- Problem to solve
Starting with the line that contains "Shelf-audit tagging: put a marker on the desk", set down each line through the end of the entries below, exactly and with nothing added.
..........
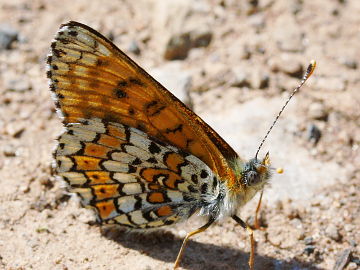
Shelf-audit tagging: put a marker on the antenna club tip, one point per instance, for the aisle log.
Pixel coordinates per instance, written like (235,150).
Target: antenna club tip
(311,68)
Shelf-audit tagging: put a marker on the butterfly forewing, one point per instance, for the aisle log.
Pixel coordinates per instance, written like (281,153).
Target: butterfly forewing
(91,78)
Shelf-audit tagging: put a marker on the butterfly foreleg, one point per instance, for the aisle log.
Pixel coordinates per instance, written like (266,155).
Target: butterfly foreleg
(256,222)
(186,239)
(252,242)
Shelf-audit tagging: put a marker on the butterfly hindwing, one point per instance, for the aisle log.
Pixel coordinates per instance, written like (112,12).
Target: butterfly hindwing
(130,179)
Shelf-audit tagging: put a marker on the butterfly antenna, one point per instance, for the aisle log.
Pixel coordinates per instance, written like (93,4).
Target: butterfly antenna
(307,75)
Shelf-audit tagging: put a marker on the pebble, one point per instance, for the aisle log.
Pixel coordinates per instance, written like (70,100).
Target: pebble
(178,47)
(313,134)
(332,232)
(7,36)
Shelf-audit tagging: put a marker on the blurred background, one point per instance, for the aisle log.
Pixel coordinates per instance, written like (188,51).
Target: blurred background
(234,63)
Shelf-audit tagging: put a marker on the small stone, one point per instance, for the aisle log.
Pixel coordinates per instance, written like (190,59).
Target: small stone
(309,241)
(7,36)
(332,232)
(134,48)
(309,249)
(178,47)
(317,111)
(313,134)
(200,38)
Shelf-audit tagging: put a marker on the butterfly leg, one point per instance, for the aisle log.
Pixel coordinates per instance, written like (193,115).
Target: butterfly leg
(256,222)
(252,242)
(201,229)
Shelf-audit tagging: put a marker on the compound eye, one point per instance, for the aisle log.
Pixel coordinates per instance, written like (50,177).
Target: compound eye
(253,178)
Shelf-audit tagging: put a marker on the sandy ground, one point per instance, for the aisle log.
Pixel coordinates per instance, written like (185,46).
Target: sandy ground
(238,83)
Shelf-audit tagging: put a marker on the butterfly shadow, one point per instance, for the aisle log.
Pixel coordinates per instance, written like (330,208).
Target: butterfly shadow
(164,246)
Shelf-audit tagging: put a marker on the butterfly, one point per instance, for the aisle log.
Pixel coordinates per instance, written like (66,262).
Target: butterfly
(132,151)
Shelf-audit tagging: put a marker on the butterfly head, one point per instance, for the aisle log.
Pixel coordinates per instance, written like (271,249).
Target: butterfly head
(256,173)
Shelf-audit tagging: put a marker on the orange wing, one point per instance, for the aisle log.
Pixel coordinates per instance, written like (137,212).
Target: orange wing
(92,78)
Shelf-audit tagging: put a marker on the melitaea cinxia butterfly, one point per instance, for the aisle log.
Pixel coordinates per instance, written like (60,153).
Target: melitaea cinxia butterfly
(132,151)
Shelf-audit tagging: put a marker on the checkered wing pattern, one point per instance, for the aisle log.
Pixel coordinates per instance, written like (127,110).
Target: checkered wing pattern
(131,150)
(130,179)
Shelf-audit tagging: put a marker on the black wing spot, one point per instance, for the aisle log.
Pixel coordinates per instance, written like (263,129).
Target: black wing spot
(175,129)
(215,182)
(122,83)
(100,62)
(204,174)
(73,33)
(152,160)
(136,161)
(131,111)
(204,188)
(131,169)
(136,81)
(120,93)
(192,189)
(154,148)
(194,179)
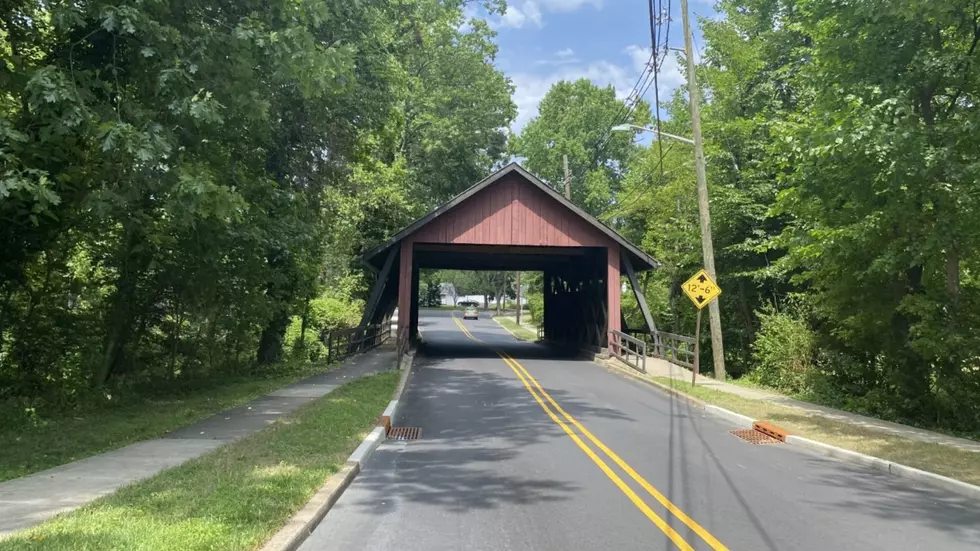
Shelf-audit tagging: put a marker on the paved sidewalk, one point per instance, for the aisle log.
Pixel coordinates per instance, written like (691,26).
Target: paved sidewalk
(662,368)
(33,499)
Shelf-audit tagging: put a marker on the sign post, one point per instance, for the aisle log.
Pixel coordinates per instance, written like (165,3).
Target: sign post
(701,289)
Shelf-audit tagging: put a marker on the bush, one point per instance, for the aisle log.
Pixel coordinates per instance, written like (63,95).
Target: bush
(328,312)
(784,351)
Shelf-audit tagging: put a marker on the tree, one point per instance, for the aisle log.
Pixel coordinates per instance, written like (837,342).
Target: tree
(179,187)
(575,119)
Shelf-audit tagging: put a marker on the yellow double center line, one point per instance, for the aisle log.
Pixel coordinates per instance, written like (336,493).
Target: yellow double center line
(537,392)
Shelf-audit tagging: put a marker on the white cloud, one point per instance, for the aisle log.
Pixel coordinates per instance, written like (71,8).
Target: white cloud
(529,12)
(516,17)
(570,5)
(530,88)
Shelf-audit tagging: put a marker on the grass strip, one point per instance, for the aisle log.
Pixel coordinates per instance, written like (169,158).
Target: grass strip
(936,458)
(57,441)
(233,498)
(519,331)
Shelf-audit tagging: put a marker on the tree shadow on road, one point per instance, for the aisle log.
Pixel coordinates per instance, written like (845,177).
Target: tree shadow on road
(898,499)
(473,421)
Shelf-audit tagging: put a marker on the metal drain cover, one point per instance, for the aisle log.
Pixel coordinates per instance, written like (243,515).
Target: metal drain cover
(753,436)
(404,433)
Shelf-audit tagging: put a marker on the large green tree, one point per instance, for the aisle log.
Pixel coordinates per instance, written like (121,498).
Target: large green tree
(574,120)
(177,184)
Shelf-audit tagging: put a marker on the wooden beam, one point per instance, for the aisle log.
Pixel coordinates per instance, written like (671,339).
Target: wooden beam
(651,327)
(379,286)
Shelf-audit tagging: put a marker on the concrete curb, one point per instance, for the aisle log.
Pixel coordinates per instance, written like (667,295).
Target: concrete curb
(887,467)
(736,418)
(291,536)
(298,528)
(868,461)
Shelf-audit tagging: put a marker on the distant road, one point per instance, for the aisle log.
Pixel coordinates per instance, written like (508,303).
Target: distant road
(523,449)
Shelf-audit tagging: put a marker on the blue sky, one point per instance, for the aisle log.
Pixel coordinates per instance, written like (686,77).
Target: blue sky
(606,41)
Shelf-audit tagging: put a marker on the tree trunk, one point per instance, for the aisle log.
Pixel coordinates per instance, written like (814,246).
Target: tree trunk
(121,312)
(270,344)
(306,315)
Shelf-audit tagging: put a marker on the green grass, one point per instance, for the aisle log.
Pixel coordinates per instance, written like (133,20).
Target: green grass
(57,441)
(519,331)
(233,498)
(945,460)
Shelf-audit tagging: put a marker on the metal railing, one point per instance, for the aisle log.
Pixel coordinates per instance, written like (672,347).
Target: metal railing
(402,343)
(676,349)
(343,343)
(631,350)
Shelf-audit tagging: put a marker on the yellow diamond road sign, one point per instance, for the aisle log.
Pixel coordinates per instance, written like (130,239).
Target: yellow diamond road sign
(701,289)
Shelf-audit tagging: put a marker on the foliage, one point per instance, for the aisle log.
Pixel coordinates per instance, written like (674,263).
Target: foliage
(841,145)
(179,187)
(783,351)
(535,304)
(254,484)
(575,119)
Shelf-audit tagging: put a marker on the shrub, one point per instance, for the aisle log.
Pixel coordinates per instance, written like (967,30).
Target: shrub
(784,351)
(535,303)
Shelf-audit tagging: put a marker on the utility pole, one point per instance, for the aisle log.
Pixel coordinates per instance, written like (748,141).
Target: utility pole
(568,178)
(518,298)
(707,248)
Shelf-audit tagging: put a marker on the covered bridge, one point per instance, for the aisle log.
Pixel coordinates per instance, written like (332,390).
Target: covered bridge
(513,221)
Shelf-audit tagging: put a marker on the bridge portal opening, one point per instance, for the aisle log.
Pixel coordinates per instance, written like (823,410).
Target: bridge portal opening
(508,222)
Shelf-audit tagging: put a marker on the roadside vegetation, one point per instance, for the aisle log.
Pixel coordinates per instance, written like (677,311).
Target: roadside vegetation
(184,194)
(844,185)
(234,498)
(149,413)
(945,460)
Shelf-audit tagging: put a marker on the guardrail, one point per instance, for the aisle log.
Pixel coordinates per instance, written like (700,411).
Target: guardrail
(401,344)
(343,343)
(676,349)
(631,350)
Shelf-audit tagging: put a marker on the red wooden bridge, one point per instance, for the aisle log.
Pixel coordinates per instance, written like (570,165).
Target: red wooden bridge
(514,221)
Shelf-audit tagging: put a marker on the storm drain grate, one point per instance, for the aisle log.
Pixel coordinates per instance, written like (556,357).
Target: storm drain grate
(404,433)
(754,437)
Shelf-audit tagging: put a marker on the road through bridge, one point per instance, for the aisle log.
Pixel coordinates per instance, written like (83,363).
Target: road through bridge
(526,447)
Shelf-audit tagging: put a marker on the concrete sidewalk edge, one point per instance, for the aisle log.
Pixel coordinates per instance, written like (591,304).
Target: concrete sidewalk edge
(291,536)
(868,461)
(887,467)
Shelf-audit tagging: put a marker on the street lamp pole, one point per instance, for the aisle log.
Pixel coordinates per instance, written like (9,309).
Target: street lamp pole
(707,248)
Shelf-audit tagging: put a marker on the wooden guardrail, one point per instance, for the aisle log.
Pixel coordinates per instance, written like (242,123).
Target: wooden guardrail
(631,350)
(343,343)
(676,349)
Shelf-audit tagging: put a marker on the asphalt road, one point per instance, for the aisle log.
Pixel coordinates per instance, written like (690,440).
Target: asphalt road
(605,463)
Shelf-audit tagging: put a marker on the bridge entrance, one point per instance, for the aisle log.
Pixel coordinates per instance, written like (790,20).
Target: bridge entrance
(513,221)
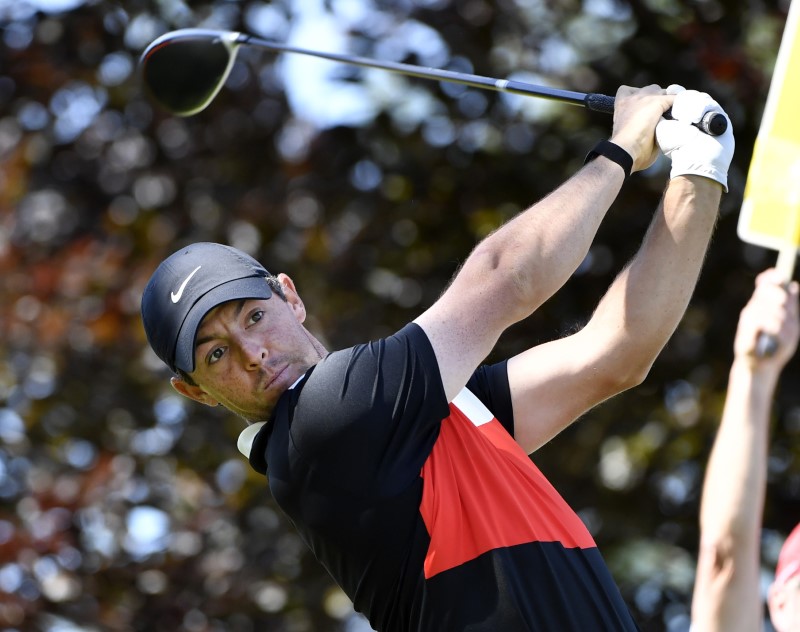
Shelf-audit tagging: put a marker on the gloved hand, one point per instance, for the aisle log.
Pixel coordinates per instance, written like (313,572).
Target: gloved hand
(692,151)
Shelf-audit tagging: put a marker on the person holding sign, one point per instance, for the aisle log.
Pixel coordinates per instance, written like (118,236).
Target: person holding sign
(726,593)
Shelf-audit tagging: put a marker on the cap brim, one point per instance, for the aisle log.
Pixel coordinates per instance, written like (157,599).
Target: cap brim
(238,289)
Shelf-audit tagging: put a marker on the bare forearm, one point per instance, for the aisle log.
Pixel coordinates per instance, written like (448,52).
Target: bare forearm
(726,585)
(534,254)
(647,301)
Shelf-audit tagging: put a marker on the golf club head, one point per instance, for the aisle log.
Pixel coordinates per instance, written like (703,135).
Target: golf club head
(184,70)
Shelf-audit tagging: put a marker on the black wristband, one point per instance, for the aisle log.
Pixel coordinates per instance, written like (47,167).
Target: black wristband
(614,153)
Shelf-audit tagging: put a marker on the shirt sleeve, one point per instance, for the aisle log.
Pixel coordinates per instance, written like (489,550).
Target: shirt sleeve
(489,384)
(371,413)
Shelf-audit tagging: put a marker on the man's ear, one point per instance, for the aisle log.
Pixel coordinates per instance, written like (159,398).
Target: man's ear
(776,602)
(292,297)
(193,391)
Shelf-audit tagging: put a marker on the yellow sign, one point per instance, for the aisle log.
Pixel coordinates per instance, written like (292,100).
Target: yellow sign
(769,215)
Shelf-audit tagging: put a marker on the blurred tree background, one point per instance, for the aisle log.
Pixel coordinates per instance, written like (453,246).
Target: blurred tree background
(124,507)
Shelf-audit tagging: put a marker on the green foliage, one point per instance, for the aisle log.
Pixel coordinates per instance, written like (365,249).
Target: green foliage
(122,507)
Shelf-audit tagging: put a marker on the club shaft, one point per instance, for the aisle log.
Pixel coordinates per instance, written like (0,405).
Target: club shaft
(596,102)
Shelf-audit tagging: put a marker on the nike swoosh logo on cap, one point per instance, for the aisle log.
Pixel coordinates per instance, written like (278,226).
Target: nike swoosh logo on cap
(177,296)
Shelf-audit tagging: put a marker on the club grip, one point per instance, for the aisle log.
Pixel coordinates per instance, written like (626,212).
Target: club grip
(712,123)
(766,345)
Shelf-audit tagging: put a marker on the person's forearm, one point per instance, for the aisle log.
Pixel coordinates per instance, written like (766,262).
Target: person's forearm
(726,586)
(733,490)
(532,256)
(646,302)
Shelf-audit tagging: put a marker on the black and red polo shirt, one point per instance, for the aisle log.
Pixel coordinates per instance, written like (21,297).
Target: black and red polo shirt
(427,513)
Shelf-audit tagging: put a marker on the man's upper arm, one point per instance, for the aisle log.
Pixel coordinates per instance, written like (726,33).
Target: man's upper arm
(555,383)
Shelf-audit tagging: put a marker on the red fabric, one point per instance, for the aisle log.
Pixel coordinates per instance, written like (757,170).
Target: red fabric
(470,508)
(789,558)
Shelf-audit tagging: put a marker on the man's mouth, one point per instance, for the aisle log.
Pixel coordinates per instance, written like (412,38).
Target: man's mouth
(274,377)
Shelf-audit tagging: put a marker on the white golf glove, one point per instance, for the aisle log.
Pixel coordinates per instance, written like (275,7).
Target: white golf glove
(692,151)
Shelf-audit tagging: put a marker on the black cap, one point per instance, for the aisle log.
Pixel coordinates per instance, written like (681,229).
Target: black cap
(186,286)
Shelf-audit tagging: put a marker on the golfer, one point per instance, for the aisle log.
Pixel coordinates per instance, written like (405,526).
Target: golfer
(403,462)
(727,595)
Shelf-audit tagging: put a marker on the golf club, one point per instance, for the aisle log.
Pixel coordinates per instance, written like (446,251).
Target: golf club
(184,70)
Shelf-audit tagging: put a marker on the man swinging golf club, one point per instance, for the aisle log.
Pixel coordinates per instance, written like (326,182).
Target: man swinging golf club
(403,462)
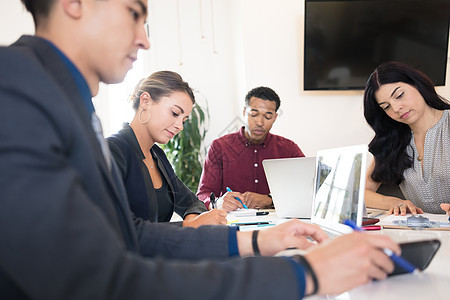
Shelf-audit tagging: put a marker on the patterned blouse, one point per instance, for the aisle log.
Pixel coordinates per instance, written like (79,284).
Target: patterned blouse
(427,191)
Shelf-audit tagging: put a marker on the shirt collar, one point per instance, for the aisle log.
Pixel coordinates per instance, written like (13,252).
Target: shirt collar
(244,140)
(78,78)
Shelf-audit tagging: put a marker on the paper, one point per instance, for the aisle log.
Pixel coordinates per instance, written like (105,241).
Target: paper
(388,221)
(242,212)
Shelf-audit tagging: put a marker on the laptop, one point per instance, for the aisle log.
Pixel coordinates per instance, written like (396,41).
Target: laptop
(339,188)
(291,184)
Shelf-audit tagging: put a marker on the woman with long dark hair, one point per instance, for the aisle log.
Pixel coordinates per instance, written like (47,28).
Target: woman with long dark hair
(411,146)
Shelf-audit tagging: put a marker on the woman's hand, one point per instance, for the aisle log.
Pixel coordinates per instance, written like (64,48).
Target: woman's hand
(446,207)
(403,206)
(212,217)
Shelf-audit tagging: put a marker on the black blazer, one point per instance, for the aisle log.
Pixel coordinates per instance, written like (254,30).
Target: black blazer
(66,231)
(138,183)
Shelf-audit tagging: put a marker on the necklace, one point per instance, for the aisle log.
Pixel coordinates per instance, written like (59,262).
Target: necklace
(148,163)
(420,157)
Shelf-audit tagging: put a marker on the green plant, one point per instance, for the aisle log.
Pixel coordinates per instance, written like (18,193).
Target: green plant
(184,149)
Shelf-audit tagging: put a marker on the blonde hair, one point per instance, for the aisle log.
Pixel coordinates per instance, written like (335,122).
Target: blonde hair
(160,84)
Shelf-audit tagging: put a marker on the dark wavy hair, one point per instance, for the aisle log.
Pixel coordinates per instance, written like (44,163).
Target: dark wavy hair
(264,93)
(391,137)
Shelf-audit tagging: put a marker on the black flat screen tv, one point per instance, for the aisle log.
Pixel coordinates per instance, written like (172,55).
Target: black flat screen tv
(345,40)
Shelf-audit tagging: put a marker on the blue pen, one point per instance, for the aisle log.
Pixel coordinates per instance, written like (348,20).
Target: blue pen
(398,260)
(245,206)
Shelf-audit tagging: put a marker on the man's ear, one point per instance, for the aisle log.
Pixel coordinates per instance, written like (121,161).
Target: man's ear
(73,8)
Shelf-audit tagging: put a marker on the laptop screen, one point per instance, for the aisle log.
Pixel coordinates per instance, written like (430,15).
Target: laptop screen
(339,187)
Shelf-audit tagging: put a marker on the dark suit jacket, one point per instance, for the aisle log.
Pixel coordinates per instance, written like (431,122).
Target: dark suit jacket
(66,231)
(139,186)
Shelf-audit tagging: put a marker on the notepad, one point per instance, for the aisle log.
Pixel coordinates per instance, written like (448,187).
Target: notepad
(242,212)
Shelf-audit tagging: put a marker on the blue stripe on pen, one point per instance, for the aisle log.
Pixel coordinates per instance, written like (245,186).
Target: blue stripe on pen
(398,260)
(245,206)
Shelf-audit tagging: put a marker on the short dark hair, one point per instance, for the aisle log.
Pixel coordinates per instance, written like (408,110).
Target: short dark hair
(392,138)
(161,84)
(39,9)
(264,93)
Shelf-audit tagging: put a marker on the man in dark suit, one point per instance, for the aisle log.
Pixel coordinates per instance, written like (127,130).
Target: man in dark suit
(66,231)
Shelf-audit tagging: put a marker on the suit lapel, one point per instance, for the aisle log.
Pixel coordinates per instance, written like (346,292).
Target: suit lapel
(53,63)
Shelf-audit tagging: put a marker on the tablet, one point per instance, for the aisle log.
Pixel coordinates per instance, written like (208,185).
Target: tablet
(418,253)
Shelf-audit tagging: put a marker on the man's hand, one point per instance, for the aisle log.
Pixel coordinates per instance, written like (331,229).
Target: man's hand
(350,260)
(255,200)
(292,234)
(212,217)
(229,202)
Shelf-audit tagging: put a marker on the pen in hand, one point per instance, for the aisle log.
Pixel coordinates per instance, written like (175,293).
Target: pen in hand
(245,206)
(398,260)
(212,198)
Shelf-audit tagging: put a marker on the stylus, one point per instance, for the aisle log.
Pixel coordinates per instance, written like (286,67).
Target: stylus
(398,260)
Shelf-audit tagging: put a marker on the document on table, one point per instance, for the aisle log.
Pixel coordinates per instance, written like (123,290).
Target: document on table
(392,221)
(242,212)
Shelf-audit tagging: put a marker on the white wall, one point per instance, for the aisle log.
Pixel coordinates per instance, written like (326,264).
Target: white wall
(258,42)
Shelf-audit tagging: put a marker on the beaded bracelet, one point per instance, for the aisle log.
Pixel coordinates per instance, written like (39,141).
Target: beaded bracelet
(302,260)
(255,242)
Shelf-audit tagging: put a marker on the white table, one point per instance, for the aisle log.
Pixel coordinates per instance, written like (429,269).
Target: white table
(431,284)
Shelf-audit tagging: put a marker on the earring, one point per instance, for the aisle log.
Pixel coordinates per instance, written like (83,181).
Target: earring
(140,113)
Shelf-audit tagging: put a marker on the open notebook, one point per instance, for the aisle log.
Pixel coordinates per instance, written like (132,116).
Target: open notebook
(339,188)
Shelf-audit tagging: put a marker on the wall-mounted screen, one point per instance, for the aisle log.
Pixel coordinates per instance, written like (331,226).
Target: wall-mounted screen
(346,40)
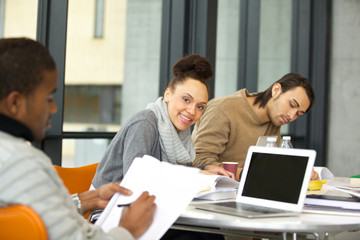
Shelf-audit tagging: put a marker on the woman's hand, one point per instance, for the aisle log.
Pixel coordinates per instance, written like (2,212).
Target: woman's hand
(216,170)
(100,197)
(138,217)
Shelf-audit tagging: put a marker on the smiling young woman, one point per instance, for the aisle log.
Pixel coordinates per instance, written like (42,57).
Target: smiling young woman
(162,129)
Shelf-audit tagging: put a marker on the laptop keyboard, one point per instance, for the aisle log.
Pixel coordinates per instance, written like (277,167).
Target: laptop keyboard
(248,207)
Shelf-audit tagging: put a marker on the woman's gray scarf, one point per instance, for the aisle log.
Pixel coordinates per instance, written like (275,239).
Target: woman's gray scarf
(176,147)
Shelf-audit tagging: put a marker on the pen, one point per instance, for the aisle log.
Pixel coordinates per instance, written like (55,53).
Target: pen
(124,205)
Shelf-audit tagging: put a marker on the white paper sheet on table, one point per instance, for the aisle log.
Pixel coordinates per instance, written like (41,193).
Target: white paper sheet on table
(174,187)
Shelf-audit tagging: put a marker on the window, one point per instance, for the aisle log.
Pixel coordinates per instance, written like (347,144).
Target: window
(227,47)
(111,75)
(18,18)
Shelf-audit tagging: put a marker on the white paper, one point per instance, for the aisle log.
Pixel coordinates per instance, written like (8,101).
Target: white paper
(174,187)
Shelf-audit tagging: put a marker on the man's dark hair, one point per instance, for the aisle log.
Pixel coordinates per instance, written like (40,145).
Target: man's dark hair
(287,82)
(22,65)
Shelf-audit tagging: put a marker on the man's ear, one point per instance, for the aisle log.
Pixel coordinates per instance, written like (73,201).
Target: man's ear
(276,90)
(14,102)
(167,94)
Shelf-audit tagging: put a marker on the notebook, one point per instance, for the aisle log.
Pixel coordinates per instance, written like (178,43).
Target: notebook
(274,183)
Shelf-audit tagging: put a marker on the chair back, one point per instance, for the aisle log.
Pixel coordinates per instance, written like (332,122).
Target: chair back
(78,179)
(21,222)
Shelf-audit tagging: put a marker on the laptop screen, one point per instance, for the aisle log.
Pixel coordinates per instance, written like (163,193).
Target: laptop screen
(275,177)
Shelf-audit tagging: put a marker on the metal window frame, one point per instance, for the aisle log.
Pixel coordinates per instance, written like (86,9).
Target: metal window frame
(189,26)
(99,18)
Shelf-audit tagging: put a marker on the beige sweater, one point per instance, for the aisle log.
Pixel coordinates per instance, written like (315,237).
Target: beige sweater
(228,127)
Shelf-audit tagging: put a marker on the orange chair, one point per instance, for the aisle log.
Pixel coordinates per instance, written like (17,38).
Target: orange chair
(78,179)
(21,222)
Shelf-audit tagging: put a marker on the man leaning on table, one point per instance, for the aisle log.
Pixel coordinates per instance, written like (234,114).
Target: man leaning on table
(28,79)
(231,124)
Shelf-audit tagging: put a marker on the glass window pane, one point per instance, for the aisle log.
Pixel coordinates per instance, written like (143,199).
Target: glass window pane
(18,18)
(112,75)
(227,45)
(274,43)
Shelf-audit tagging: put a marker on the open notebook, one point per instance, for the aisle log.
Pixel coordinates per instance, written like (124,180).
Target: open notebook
(274,183)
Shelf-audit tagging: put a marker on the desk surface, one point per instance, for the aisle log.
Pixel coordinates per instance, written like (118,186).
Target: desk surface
(304,223)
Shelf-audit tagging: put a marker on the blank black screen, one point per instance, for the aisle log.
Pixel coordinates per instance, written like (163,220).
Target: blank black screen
(275,177)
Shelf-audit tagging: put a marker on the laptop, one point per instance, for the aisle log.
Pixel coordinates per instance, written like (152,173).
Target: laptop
(274,183)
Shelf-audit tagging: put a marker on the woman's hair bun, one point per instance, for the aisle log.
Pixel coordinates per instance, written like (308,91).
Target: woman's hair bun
(193,66)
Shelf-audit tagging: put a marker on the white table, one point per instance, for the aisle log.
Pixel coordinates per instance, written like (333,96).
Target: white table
(317,225)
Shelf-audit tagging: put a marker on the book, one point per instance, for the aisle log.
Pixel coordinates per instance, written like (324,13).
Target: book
(173,185)
(346,202)
(216,187)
..........
- Completed exercise
Shelf-audit tagging: put a marker on the desk surface, one point per instance, for the aisle log.
Pixel coordinates per instance, written like (118,186).
Target: desk surface
(304,223)
Shelf-audit tagging: put a marker on the blank black screen, one point per instance, for the aisle log.
Pixel coordinates per instance, written like (163,220).
Target: blank black screen
(275,177)
Shelf-audit tagging: put a marker on the laptop, one point per instance, for the aisle log.
Pixel coordinates per instance, written like (152,173).
Target: laptop
(274,183)
Shelf-audit tagging: put a marker on the woman's hair bun, one point per instance, for the aisle log.
Pixel coordinates per instance, written like (308,91).
Target: woman's hair bun
(193,66)
Shelf-audit tagging: put a marker on the white table, one point per instance, for the aisle log.
Pixel coordinates per instance, written like (333,96).
Target: white table
(317,225)
Shelf-audit tagging: put a marker on the book, one point per instance, for the aisle log.
Pixel coordinates per instance, written like (324,13).
Target: book
(173,185)
(346,202)
(216,187)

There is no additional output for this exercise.